» **EXERCISE INSTRUCTIONS**: Extract all lines from the data beneath that include the word "mask".

DATA SHOWN Start Marker

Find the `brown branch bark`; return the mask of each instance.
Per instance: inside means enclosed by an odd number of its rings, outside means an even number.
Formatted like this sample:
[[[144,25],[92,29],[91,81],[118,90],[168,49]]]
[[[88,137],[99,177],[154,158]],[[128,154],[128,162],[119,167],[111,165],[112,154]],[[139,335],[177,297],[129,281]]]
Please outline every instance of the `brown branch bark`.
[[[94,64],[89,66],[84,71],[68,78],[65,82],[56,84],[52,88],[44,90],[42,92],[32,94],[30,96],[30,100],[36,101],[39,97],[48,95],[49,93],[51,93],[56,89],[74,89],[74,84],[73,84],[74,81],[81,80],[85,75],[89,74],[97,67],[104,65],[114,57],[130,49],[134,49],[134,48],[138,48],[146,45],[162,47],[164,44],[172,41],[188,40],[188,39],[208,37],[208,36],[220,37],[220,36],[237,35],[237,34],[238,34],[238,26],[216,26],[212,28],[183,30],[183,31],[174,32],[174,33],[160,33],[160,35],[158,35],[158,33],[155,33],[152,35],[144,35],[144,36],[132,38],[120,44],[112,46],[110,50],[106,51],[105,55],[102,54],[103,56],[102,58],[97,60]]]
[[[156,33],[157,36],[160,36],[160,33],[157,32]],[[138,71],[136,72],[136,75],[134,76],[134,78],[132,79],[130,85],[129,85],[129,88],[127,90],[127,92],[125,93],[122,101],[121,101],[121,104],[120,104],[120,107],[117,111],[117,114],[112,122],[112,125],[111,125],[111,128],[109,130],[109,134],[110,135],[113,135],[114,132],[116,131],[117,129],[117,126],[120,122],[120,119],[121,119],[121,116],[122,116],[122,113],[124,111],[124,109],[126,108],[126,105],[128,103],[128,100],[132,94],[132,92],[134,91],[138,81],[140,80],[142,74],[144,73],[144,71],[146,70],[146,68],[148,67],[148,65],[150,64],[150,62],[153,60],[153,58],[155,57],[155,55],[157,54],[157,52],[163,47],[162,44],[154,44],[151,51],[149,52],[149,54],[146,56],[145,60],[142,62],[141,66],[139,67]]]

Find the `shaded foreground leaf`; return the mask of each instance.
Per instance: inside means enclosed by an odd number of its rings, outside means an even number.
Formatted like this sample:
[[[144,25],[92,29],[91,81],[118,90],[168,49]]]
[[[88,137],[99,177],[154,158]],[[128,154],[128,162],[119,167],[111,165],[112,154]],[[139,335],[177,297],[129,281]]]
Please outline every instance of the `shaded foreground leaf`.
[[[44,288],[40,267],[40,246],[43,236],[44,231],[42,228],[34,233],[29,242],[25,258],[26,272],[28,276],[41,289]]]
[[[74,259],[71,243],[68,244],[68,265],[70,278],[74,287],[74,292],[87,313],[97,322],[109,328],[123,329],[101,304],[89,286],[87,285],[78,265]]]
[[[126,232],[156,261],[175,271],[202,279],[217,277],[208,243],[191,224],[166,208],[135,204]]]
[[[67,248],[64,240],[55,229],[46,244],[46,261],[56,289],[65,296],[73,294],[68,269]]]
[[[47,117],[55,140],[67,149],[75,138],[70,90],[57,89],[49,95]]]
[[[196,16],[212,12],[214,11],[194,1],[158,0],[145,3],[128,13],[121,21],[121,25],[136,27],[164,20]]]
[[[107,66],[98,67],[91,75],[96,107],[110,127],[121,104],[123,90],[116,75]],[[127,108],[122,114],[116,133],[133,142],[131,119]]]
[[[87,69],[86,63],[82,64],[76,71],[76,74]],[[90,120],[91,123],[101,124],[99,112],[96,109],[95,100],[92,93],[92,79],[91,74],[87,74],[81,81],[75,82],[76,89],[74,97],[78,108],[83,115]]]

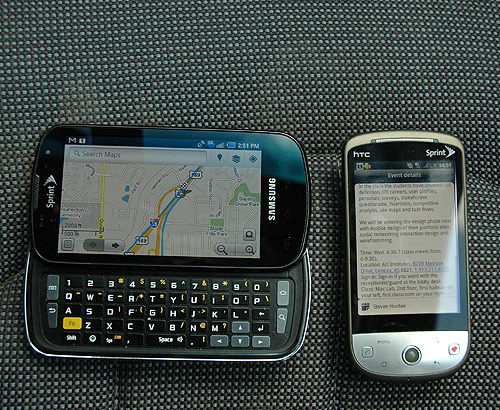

DATA SHOWN End Marker

» **WORKED SOLUTION**:
Find the `brown branch bark`; return the mask of each instance.
Find the `shaded foreground leaf`; return the mask of each instance.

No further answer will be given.